Saved data entries
---

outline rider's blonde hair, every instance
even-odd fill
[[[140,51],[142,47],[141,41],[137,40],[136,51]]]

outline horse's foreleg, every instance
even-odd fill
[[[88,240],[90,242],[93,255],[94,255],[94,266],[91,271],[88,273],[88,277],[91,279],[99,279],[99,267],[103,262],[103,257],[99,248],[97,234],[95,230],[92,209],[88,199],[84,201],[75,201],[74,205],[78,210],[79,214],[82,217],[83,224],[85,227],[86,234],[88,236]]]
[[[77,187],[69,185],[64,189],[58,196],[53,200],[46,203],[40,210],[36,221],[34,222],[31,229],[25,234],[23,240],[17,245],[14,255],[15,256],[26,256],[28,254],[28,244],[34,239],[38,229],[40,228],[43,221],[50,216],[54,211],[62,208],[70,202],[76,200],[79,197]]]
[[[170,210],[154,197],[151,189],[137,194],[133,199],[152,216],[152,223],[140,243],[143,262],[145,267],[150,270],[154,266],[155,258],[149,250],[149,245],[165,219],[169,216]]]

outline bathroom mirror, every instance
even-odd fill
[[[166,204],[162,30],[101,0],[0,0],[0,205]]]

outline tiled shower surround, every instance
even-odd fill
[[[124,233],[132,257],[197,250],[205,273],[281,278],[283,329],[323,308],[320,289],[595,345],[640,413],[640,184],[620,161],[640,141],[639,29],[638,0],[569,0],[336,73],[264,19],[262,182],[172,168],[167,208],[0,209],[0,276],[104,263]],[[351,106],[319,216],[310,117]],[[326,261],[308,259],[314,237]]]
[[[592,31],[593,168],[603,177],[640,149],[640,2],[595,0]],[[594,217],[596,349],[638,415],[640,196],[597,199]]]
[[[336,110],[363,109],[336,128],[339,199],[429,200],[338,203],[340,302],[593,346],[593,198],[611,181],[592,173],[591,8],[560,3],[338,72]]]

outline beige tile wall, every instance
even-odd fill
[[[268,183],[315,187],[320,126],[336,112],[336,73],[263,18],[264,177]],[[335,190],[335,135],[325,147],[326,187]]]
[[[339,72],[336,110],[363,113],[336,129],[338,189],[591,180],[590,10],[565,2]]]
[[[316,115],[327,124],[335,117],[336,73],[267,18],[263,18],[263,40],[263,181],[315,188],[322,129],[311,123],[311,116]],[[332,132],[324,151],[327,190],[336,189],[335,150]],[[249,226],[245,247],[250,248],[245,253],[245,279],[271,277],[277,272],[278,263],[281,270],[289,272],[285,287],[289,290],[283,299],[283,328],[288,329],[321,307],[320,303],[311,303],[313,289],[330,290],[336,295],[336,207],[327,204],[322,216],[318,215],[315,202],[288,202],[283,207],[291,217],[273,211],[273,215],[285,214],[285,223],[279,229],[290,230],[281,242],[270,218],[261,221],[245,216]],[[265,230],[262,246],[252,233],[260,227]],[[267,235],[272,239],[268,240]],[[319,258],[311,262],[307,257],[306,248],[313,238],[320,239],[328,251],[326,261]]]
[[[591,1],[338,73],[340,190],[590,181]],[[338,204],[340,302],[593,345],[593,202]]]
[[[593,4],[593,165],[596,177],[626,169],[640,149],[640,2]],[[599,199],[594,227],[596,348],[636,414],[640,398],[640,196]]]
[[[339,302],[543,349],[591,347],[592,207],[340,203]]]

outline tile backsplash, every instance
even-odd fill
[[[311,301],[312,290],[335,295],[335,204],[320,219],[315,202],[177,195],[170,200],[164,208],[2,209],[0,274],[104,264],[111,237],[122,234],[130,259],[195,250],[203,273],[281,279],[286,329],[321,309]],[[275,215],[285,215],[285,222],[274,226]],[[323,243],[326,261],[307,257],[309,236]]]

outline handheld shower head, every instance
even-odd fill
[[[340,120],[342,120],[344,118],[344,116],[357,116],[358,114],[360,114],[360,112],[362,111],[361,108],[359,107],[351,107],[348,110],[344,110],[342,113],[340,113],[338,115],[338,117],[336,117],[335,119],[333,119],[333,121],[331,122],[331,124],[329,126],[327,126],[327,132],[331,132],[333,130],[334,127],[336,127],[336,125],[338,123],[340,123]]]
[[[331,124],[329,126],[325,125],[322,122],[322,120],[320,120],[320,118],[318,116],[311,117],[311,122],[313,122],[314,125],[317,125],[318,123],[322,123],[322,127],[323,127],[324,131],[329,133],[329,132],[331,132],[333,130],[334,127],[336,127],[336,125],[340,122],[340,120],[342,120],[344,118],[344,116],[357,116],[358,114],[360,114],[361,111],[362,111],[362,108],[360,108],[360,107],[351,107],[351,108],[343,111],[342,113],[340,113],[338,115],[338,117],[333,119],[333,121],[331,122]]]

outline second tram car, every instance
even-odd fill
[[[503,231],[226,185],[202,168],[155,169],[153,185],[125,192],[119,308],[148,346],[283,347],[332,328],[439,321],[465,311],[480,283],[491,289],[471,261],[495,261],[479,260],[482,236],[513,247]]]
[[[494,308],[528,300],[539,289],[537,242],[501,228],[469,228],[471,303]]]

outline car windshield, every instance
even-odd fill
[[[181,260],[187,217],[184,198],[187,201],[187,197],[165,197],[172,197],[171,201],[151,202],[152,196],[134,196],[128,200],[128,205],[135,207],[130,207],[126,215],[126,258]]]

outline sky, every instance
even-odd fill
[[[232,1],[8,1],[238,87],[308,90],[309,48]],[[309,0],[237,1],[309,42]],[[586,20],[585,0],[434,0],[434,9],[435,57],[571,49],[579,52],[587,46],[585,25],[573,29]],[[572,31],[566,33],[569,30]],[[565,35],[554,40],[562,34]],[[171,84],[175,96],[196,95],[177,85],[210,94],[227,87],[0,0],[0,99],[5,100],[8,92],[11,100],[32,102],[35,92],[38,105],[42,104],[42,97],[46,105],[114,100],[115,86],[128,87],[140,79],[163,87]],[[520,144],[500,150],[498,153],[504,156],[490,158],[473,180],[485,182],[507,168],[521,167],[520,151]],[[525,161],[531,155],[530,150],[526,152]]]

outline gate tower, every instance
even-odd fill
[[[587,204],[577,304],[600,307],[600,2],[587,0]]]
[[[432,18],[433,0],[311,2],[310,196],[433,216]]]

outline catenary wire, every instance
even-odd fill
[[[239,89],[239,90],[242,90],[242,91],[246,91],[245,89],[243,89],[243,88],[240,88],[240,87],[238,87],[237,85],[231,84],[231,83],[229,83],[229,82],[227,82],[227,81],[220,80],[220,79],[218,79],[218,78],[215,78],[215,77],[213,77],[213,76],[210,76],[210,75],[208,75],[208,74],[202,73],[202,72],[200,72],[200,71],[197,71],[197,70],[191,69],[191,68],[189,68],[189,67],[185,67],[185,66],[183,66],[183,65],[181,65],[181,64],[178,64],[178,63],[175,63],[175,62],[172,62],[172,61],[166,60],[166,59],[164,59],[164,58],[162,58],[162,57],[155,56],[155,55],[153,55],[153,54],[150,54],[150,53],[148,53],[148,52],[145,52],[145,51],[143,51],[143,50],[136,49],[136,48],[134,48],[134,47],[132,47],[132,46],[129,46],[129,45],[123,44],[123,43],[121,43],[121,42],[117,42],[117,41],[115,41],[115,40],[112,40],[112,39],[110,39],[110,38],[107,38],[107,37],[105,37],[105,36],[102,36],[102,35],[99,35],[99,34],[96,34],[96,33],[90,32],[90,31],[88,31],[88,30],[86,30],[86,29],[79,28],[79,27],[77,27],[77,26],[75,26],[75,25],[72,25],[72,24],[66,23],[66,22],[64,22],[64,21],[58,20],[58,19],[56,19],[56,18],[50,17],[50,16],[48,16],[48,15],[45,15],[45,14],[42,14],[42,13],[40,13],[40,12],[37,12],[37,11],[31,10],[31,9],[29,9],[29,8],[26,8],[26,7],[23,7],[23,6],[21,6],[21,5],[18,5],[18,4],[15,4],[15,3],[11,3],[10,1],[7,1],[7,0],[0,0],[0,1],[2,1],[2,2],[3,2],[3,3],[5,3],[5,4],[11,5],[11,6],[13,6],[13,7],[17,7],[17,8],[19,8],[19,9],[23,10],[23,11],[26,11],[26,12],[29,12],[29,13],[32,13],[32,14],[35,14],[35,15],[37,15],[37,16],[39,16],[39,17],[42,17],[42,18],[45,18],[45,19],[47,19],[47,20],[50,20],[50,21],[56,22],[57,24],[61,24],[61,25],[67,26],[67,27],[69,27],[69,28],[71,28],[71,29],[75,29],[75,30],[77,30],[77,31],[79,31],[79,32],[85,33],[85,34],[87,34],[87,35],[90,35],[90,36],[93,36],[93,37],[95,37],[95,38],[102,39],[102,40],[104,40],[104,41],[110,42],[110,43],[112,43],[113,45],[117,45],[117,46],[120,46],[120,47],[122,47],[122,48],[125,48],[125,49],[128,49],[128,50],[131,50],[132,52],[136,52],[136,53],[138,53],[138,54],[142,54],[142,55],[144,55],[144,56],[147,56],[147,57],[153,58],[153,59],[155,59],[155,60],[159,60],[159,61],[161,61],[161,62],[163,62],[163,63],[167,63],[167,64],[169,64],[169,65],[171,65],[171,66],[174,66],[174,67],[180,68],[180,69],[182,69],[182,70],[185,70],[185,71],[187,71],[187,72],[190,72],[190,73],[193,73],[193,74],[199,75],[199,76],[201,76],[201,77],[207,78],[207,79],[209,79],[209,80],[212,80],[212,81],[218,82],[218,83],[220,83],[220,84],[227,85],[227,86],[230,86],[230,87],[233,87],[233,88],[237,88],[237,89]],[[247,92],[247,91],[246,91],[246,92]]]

---

**About this task**
The string "outline" may appear in the entries. Say how many lines contain it, as a bare number.

**Answer to this problem**
12